Task item:
Beginning with the line that holds "Can you see the plant foliage?" and finishing with the line that holds "Can you see the highway?", repeat the listing exactly, leaving every picture out.

::: Data in this exercise :::

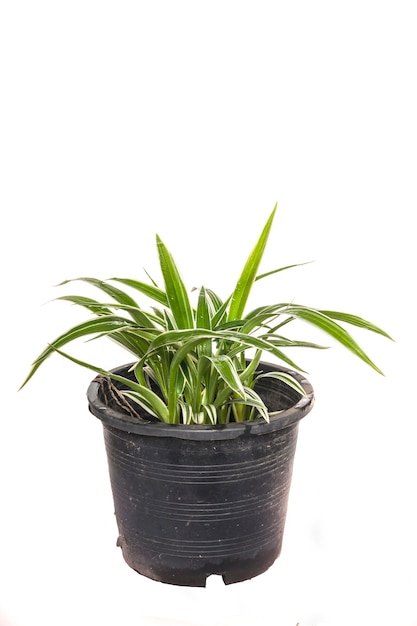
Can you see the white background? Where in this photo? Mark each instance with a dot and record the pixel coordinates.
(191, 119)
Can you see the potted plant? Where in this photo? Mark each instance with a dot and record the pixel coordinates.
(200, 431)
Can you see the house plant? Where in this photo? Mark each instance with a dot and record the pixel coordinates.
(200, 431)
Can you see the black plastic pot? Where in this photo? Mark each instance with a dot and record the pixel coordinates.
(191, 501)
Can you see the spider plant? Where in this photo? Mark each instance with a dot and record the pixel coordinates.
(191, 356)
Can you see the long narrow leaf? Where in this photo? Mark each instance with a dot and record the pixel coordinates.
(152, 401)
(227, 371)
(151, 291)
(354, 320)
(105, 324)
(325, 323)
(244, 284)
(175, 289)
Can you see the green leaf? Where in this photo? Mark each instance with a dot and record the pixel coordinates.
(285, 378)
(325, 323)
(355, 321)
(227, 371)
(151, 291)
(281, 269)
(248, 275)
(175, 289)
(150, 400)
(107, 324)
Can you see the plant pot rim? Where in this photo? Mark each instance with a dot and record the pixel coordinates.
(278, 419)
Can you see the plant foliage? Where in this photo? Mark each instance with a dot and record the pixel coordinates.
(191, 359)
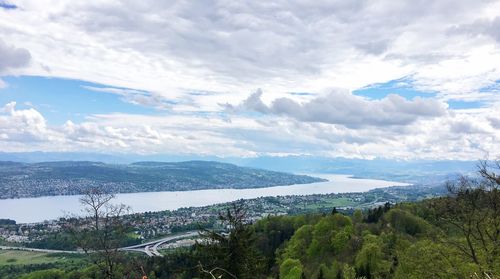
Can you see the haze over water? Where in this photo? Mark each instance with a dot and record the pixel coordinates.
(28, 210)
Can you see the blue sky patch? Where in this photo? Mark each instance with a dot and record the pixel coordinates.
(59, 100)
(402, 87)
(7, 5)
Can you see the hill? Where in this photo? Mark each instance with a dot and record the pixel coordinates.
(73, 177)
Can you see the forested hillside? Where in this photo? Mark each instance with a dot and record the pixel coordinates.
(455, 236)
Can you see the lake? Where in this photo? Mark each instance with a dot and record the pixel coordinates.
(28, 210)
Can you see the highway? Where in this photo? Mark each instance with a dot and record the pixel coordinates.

:::
::: Data in this exercise :::

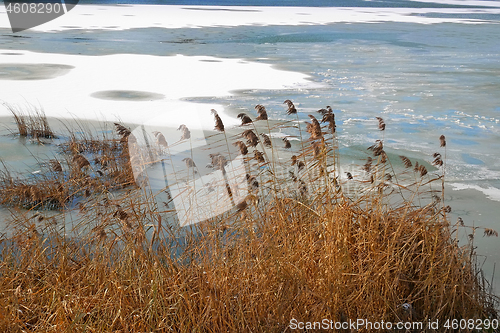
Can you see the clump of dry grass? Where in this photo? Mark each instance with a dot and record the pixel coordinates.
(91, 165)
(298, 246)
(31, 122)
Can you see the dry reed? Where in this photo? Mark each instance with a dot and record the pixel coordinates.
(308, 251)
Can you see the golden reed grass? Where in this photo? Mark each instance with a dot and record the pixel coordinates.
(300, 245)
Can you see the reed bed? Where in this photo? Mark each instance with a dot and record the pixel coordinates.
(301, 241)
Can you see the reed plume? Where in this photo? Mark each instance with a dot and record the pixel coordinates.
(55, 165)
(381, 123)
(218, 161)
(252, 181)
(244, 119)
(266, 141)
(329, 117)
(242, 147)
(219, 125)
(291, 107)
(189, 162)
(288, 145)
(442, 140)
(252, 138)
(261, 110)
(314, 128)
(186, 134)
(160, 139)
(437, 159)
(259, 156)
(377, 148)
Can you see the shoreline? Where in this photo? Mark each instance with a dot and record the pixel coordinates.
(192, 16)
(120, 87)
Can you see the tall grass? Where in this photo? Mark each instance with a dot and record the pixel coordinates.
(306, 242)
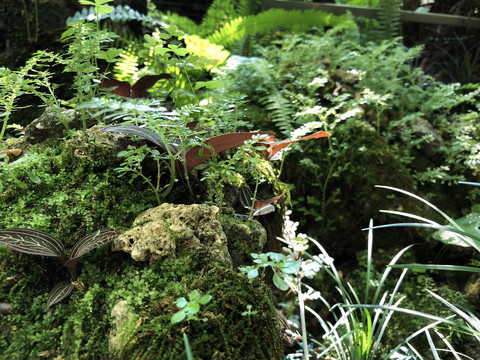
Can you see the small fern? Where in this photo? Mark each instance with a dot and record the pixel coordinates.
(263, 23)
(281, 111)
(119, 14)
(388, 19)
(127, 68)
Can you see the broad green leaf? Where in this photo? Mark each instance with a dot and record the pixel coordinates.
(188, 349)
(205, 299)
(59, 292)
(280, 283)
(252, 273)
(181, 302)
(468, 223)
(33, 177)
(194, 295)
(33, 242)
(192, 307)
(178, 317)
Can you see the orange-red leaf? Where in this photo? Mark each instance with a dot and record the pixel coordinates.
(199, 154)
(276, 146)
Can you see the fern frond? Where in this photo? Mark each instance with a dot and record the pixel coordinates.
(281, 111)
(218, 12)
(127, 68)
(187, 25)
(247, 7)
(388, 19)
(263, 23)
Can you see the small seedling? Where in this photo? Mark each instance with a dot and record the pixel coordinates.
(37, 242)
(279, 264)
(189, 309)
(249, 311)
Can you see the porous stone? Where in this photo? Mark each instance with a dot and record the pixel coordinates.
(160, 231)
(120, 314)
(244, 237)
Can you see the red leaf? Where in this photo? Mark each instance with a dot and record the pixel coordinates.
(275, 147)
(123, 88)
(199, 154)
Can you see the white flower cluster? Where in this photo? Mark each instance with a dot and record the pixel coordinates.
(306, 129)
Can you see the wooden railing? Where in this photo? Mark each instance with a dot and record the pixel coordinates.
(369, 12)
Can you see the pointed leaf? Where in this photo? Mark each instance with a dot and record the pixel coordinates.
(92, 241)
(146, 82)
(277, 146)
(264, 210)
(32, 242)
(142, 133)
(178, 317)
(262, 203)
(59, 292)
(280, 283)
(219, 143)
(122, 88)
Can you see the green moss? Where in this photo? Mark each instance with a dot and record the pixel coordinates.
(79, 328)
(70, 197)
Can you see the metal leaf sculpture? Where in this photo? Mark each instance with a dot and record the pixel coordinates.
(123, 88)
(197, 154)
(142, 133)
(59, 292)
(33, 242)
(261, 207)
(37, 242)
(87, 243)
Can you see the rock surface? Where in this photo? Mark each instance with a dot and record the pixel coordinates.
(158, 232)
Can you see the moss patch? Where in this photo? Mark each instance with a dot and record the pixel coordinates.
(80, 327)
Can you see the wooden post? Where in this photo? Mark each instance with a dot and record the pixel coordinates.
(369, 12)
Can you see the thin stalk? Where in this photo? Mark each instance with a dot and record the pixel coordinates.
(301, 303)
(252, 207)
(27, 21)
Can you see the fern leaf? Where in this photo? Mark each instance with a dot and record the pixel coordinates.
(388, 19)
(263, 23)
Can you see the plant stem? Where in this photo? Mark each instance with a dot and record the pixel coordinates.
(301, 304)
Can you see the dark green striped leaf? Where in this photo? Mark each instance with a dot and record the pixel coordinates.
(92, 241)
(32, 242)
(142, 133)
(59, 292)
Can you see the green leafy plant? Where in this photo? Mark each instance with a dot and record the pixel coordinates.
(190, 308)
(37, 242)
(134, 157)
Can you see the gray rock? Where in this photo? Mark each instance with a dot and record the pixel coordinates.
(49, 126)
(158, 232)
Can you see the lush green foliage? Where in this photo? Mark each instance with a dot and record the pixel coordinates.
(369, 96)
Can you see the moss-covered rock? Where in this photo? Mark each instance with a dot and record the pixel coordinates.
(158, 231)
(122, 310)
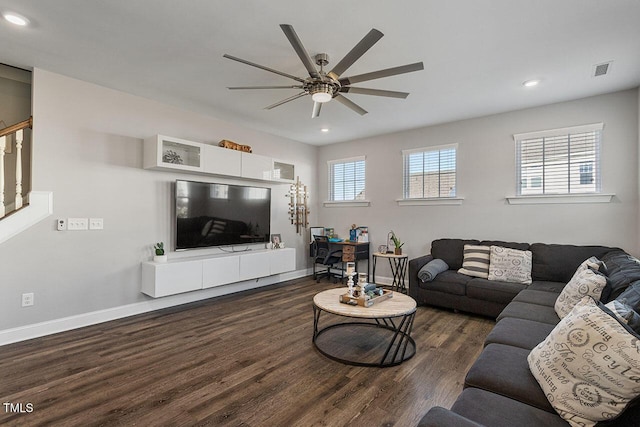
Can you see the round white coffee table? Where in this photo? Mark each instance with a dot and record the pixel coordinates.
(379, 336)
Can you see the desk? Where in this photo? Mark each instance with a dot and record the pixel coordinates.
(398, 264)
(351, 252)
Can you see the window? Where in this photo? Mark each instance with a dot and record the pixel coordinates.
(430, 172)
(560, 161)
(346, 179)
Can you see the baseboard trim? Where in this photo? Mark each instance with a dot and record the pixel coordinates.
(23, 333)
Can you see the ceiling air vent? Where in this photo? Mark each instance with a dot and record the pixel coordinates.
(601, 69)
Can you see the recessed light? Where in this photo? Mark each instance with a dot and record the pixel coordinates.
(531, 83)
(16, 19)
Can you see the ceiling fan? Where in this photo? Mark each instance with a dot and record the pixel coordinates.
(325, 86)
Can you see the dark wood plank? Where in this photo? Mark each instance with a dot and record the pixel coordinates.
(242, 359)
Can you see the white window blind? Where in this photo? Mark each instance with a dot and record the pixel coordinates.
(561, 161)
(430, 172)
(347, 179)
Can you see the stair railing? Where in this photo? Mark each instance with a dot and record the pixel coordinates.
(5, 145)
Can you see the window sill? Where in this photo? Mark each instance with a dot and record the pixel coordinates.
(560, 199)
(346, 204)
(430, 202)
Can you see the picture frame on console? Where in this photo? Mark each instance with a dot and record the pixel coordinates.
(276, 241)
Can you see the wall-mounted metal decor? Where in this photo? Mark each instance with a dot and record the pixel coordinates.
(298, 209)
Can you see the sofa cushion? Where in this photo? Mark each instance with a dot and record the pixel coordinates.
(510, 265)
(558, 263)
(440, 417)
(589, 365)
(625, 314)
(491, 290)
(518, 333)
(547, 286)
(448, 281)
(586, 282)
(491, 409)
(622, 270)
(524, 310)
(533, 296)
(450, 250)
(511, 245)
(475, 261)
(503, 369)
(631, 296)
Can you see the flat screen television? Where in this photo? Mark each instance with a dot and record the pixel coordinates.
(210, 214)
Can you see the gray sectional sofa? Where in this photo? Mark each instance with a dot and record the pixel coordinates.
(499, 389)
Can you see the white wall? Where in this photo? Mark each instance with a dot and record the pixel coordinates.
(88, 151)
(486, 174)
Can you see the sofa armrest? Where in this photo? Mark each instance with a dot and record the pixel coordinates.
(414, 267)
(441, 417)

:::

Completed task:
Can you see the plant foliage? Where in this photo? Mark each instance with a dot and record the pixel coordinates.
(191, 359)
Can you see the haze over water? Where in this photo? Mark each instance with a dot and record the pixel coordinates.
(28, 210)
Can you see the blue sky patch? Where in this photo? Mark each instance with a dot and record the pixel coordinates.
(59, 100)
(402, 87)
(7, 5)
Can you see the hill? Where in this photo? Mark each instance with a dot and record the pixel coordinates.
(73, 177)
Can you see the forested hillside? Where in this photo? Mark each instance with a dot and record the pixel coordinates.
(455, 236)
Can you see the lake? Where in this photo? Mark each instance with a dot and record the pixel coordinates.
(28, 210)
Can you see the highway? Where in this photo? Mark each instance with a dot and record the pixel coordinates.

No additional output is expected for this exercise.